Work item:
Which lines of the data hold the word "snow"? Copy all of them.

Extracted entries:
- Opening Delimiter -

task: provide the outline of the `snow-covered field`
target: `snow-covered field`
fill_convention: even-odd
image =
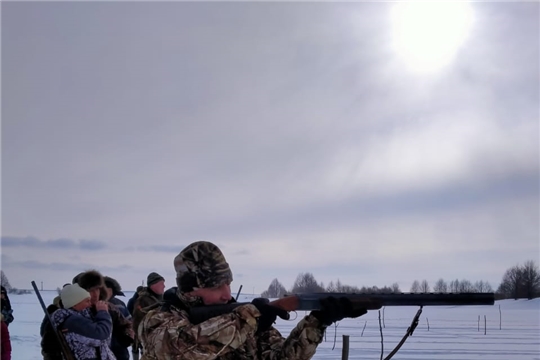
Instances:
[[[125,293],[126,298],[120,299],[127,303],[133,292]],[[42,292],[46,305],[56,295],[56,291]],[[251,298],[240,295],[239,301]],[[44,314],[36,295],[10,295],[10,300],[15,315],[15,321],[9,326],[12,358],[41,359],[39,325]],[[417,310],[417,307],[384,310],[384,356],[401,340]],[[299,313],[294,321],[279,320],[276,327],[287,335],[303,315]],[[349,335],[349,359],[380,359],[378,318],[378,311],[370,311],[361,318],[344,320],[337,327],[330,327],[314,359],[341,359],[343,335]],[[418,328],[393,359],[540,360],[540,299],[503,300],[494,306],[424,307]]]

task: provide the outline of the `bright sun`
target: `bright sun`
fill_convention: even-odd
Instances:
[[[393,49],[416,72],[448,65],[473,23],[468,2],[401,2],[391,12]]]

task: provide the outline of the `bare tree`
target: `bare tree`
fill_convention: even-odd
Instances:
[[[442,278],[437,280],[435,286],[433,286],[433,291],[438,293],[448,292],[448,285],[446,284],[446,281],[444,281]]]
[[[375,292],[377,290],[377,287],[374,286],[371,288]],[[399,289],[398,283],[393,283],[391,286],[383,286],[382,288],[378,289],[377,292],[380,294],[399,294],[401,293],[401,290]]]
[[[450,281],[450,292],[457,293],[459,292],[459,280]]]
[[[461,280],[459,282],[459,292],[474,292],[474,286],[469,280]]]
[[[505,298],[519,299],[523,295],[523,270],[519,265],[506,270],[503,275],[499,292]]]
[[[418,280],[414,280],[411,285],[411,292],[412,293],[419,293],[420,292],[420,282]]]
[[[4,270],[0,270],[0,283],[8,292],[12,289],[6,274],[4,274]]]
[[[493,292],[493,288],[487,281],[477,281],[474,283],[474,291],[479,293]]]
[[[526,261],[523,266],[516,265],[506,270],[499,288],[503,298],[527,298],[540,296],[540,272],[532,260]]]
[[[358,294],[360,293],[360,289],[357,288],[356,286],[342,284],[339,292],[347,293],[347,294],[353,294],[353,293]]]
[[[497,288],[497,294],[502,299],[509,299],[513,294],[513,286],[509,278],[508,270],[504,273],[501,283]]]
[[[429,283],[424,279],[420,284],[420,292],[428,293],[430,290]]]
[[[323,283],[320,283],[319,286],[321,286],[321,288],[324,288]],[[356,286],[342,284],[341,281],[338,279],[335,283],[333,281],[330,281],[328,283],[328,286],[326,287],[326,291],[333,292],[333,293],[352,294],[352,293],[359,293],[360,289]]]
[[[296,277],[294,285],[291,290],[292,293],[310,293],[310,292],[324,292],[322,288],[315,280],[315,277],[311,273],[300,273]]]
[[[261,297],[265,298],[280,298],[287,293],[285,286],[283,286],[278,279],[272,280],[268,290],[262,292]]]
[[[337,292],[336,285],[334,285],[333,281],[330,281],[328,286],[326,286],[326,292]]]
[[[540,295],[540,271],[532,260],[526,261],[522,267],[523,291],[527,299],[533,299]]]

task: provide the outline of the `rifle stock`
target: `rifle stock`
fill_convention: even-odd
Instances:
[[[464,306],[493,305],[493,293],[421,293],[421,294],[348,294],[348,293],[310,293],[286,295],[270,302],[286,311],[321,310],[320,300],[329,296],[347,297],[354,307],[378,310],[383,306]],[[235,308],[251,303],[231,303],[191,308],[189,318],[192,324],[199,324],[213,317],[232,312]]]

- Closing Delimiter -
- Opening Delimiter -

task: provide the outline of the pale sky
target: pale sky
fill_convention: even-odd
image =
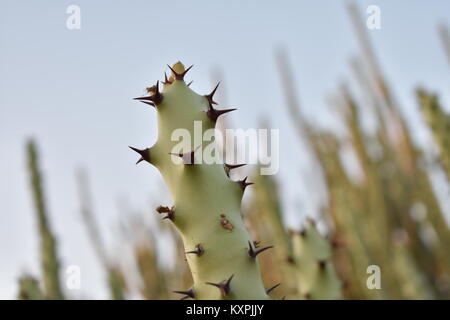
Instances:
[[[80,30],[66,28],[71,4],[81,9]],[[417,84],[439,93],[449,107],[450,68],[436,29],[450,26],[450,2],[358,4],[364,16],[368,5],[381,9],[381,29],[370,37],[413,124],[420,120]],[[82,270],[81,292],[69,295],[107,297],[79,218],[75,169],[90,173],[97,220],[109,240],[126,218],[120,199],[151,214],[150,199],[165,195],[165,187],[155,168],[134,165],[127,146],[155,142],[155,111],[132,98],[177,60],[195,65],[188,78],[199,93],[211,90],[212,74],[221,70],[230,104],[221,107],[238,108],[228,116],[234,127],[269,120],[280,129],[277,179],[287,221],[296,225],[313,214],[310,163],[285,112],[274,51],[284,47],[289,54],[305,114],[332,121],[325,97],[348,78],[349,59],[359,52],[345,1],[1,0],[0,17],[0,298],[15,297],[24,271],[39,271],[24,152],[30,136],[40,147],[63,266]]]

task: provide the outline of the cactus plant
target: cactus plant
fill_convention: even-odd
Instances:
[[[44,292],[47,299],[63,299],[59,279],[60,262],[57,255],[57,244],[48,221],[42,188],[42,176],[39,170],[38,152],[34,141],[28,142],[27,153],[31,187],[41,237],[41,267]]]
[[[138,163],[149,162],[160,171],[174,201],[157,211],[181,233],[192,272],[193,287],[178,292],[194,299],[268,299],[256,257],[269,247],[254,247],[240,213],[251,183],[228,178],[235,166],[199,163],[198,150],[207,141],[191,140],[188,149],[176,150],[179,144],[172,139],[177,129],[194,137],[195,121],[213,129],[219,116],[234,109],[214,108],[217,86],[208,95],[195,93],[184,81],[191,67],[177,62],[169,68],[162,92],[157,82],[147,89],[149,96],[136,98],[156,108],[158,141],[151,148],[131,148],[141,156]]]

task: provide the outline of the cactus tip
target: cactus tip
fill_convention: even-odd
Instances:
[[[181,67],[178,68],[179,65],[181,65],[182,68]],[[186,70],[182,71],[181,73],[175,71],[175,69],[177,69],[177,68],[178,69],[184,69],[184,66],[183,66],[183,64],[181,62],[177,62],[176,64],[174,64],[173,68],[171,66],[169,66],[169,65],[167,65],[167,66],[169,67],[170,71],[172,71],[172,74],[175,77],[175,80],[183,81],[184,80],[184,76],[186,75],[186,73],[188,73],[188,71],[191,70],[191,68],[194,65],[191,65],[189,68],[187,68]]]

- Closing Delimiter -
- Opening Delimiter -

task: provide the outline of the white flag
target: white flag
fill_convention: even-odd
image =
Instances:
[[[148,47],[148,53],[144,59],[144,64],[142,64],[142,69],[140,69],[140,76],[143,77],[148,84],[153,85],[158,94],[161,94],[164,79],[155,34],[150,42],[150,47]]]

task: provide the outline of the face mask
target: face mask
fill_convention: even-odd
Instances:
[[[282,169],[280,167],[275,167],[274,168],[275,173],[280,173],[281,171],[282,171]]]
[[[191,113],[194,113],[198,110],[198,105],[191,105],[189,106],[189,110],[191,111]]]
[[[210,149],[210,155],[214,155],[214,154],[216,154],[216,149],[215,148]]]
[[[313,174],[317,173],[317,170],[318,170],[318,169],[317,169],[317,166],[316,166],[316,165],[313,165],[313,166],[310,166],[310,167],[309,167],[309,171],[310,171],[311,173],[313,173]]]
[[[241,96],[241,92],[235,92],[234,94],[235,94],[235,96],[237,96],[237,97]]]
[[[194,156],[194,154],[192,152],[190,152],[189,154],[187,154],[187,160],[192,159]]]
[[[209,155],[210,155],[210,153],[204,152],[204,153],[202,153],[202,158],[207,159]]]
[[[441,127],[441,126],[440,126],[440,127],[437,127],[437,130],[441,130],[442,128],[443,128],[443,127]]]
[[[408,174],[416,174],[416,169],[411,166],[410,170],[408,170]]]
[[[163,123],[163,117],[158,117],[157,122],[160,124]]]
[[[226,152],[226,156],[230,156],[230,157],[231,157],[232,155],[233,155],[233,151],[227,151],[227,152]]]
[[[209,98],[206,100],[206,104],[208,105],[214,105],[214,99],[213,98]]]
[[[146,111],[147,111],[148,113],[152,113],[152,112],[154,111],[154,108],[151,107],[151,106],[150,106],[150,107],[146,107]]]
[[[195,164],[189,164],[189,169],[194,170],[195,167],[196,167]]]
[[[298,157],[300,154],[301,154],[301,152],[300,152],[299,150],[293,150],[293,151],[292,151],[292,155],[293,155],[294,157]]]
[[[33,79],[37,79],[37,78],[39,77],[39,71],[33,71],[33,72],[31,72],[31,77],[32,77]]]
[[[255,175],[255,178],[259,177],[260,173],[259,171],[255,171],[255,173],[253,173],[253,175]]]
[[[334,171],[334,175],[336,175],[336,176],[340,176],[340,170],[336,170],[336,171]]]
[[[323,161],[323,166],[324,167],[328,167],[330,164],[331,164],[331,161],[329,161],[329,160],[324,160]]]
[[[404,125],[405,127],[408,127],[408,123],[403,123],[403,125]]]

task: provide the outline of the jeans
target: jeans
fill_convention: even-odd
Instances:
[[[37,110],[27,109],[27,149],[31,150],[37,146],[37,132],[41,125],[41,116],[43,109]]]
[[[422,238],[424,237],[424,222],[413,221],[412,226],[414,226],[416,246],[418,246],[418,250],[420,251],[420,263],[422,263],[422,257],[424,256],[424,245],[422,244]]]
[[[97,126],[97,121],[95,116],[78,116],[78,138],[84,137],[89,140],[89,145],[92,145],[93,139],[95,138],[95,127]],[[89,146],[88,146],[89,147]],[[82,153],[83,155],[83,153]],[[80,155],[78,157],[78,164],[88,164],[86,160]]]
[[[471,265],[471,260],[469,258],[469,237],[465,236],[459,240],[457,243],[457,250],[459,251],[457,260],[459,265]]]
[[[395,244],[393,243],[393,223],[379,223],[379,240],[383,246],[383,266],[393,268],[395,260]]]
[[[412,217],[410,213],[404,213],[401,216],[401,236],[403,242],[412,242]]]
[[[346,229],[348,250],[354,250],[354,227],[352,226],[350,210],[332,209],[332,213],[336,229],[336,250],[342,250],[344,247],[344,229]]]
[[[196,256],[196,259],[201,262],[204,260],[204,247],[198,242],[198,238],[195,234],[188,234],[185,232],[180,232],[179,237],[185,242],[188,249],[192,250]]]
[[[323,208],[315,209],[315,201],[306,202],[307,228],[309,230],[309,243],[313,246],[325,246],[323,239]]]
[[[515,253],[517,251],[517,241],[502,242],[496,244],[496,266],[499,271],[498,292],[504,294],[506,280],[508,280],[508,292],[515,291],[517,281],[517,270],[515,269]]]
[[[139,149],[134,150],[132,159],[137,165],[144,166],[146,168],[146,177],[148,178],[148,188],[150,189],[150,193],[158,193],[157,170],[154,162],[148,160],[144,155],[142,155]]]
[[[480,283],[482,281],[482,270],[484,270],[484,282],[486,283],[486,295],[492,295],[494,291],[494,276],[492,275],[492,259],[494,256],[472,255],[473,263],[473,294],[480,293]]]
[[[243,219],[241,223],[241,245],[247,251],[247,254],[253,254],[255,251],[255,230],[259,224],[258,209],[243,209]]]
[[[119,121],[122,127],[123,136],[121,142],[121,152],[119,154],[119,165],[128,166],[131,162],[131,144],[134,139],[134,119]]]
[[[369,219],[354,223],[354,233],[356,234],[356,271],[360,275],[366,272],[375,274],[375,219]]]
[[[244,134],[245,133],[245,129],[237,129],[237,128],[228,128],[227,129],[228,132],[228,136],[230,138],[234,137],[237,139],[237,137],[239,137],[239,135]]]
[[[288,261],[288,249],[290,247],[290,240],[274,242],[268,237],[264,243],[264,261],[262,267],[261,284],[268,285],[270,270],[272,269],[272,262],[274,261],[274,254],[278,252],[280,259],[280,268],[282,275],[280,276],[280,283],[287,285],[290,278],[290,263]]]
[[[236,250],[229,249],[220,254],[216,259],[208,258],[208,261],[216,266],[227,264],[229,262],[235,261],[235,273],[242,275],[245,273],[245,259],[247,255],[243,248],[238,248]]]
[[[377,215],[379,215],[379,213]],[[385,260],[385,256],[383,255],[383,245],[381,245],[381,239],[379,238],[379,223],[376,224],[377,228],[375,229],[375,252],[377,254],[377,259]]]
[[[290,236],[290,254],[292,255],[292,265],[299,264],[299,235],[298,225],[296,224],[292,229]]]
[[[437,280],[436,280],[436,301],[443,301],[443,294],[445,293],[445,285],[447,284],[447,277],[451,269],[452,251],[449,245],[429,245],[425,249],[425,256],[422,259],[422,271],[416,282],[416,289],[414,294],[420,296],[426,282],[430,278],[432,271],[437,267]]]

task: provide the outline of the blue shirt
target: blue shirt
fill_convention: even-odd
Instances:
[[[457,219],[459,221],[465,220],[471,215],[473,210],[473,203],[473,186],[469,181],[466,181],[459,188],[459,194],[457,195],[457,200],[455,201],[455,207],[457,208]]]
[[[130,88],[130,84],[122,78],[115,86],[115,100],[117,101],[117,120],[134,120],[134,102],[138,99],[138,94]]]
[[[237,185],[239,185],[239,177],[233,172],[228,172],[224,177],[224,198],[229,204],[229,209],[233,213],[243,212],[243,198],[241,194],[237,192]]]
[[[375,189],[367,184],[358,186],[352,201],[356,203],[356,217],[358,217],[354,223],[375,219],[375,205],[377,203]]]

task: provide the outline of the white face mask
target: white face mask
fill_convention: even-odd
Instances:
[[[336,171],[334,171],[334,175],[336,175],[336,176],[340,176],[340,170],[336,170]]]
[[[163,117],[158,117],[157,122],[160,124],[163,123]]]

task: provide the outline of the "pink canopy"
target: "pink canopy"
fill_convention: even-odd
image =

- Closing Delimiter -

Exercise solution:
task: provide the outline of the `snow-covered field`
target: `snow-covered field`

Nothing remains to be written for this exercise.